**Excerpt**

☆ ☆ ☆ ☆ ☆

1.1 Why Focus on Business Continuity?

Like all projects of this nature, size and complexity, the Year 2000 project brings with it a significant amount of uncertainty, unexpected events resulting from the dynamic environment in which we live in, and undesirable outcomes from the remediation work performed by departments. Most people would agree, in that context, that continuous risk management would be beneficial to departments. Who wouldn't want to identify potential problems early enough so that they can be addressed, thereby helping to ensure the ultimate success of their Year 2000 initiatives?

The Government remains optimistic about the its ability to successfully address the Year 2000 problem, but it is the ethical, social, business, and legal responsibility of all government managers to consider the possibility of not being able to complete their conversion activities. Continuity of operations should be the prime concern of managers impacted by the Year 2000 problem. Contingency planning will put these managers in a position to pro-actively and positively work through a potential crisis due to a Year 2000-related business disruption. A pre-established framework for control as well as effective communication, practiced through realistic scenarios, will also provide managers with invaluable tools to work through potential crises.

For these reasons, it is critical that business continuity be a priority for all departments.

1.2 Business Continuity Concepts and Definitions

In order to clearly position the business continuity process described in this guide vis--vis similar processes at the government and national level and conversion activities taking place within the departments, we are providing the readers with the underlying concepts of our process and some basic definitions. At the conceptual level, the TBS business continuity process can be depicted as shown below in Figure 1.

☆ ☆ ☆ ☆ ☆

**Listed records**
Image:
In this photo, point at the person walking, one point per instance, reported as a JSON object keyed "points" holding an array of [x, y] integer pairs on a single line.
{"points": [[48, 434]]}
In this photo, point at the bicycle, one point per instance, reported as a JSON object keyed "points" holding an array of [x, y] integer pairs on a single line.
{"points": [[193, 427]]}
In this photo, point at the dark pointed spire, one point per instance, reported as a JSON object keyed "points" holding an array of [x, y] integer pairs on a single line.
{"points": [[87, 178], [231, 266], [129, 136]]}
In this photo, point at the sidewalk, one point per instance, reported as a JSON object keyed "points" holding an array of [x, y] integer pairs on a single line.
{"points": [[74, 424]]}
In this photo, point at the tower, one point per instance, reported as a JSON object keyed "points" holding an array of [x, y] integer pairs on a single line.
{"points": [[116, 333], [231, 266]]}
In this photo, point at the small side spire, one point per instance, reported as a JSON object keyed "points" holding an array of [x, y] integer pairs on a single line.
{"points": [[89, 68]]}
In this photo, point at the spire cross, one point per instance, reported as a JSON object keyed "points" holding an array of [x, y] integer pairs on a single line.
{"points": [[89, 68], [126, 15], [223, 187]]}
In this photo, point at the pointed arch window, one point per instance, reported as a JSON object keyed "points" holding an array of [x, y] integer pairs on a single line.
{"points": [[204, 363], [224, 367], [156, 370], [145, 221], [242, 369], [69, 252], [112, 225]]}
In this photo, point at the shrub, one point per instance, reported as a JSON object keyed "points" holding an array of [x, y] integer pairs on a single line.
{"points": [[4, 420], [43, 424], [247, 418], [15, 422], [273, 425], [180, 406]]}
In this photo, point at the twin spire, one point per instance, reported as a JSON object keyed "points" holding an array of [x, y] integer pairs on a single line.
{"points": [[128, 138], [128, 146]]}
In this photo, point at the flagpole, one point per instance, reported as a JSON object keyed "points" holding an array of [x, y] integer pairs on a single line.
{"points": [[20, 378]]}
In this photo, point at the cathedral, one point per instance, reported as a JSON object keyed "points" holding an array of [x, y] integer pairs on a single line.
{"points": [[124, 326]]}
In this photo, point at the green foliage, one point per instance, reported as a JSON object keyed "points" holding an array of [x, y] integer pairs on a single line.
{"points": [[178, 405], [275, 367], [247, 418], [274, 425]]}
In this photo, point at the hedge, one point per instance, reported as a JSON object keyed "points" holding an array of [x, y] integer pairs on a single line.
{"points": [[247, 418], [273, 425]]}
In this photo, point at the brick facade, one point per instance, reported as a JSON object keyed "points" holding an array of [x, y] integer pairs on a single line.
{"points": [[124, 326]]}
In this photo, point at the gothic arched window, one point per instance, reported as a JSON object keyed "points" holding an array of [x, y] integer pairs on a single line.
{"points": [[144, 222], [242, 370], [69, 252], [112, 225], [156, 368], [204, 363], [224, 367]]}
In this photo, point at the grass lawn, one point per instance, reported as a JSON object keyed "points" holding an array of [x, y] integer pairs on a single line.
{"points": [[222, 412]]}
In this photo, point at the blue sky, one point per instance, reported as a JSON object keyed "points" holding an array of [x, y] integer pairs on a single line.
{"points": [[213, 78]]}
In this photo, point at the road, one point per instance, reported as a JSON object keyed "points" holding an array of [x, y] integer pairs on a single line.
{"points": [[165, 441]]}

☆ ☆ ☆ ☆ ☆

**What this task involves**
In the excerpt on Year 2000 business continuity, what should be the prime concern of managers impacted by the Year 2000 problem?

**Task answer**
Continuity of operations.